*Work order*
Extend the article on robots and automation in food and drink supply chains, picking up right after its final sentence.

*Extracted text*

..............................

Kuka Robotics has developed technologies that allow industrial businesses to establish a digital twin of their existing operations in order to simulate the use of robots and automated systems before any investment is made. This allows the business to accurately assess the benefits in terms of productivity and waste minimisation that will be achievable over time.
Using AMRs in this way can help to streamline production processes whilst mitigating the risk of human error or limiting the exposure of human workers to hazardous environments. In some cases, they are removing some of the tasks that are most challenging for humans, such as working in cold storage areas.
For example, AMRs developed by iFollow have been specifically designed for use in a cold store environment. They can transport payloads of between 300-1,500kg at a temperature as low as -25°C and their electronic componentry is protected by an innovative system that prevents condensation and therefore icing. Other AMRs could be refined to fulfil food processing applications in this emerging space and specialist advice should be sought.
Mitigating food safety risks
Among the key benefits of end-to-end automation is the reduction in human touchpoints, which can help to mitigate the risk of contamination and other food safety issues. However, the use of robots in food and drink supply chains brings its own food safety challenges, not least the need to maintain and clean machinery that comes into contact with food products during the production process.

..............................

*Given records*
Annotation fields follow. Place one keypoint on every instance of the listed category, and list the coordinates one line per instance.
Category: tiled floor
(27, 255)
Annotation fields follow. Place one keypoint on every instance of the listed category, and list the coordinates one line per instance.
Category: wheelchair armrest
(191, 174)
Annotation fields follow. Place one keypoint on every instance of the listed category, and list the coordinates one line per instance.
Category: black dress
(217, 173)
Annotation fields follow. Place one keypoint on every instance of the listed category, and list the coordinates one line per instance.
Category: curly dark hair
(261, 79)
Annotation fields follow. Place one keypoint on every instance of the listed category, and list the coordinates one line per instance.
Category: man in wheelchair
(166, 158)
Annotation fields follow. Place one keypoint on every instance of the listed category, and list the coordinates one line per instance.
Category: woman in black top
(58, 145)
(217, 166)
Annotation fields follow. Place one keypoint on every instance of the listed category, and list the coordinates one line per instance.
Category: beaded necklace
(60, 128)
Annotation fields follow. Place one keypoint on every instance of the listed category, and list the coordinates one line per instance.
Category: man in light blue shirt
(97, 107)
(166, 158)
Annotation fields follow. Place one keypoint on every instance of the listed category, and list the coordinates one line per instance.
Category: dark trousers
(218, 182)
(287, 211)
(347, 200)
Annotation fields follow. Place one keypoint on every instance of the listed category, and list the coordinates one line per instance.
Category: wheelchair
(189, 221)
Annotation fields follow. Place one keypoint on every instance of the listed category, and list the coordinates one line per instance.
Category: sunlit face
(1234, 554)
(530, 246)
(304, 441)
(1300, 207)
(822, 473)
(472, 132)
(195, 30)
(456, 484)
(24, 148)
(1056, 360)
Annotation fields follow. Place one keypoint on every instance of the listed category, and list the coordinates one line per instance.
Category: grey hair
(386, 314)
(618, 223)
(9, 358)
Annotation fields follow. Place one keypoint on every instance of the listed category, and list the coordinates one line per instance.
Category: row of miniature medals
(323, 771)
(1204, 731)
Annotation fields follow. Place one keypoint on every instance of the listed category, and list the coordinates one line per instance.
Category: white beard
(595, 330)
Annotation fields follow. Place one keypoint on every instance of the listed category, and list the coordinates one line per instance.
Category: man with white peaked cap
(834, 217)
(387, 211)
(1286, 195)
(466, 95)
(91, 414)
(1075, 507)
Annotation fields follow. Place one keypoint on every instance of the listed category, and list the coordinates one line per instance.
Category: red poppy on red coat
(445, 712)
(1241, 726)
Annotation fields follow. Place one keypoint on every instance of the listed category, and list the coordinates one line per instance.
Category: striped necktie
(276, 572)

..............................

*Answer section*
An innovative automated weighing system developed by OAL offers accurate and consistent weighing and handling of ingredients, significantly reducing the risk of contamination. It is especially useful when handling raw products such as fruit and vegetables.
As well as helping to mitigate the risk of contamination on the production line, robotics systems can be used to keep machinery and other robotic systems clean. For example, a system developed by JMP Solutions uses high-powered water to deep clean processing machinery at the end of each operating cycle.
Growing interest in the use of soft grippers as a means of improving the efficiency and functionality of food sorting robots has encouraged some innovators to explore ways to de-risk their use by introducing food safety benefits.
Soft Robotics Inc has recently filed a European patent application directed to end-effector designs that eliminate crevices, which could be difficult to clean and harbour bacteria.
Advanced automated systems that provide a greater assurance of food safety, whilst facilitating robust tracking and monitoring, will ultimately help to drive investment in automation. Whilst mitigating the risk of product recalls, adopting such systems could help to protect the user’s brand image and strengthen supply partnerships too.
Last word for innovators
The fast pace of development in the field of automation for use in the food and drink industry means that innovators should take extra care when deciding where to focus their R&D spend. Understanding the patent landscape is important to avoid infringing others’ intellectual property (IP) rights.
It could also help innovators to spot ‘gaps’ in the market, where it might be possible to develop a technological solution for a niche application and secure a valuable 20-year period of commercial exclusivity.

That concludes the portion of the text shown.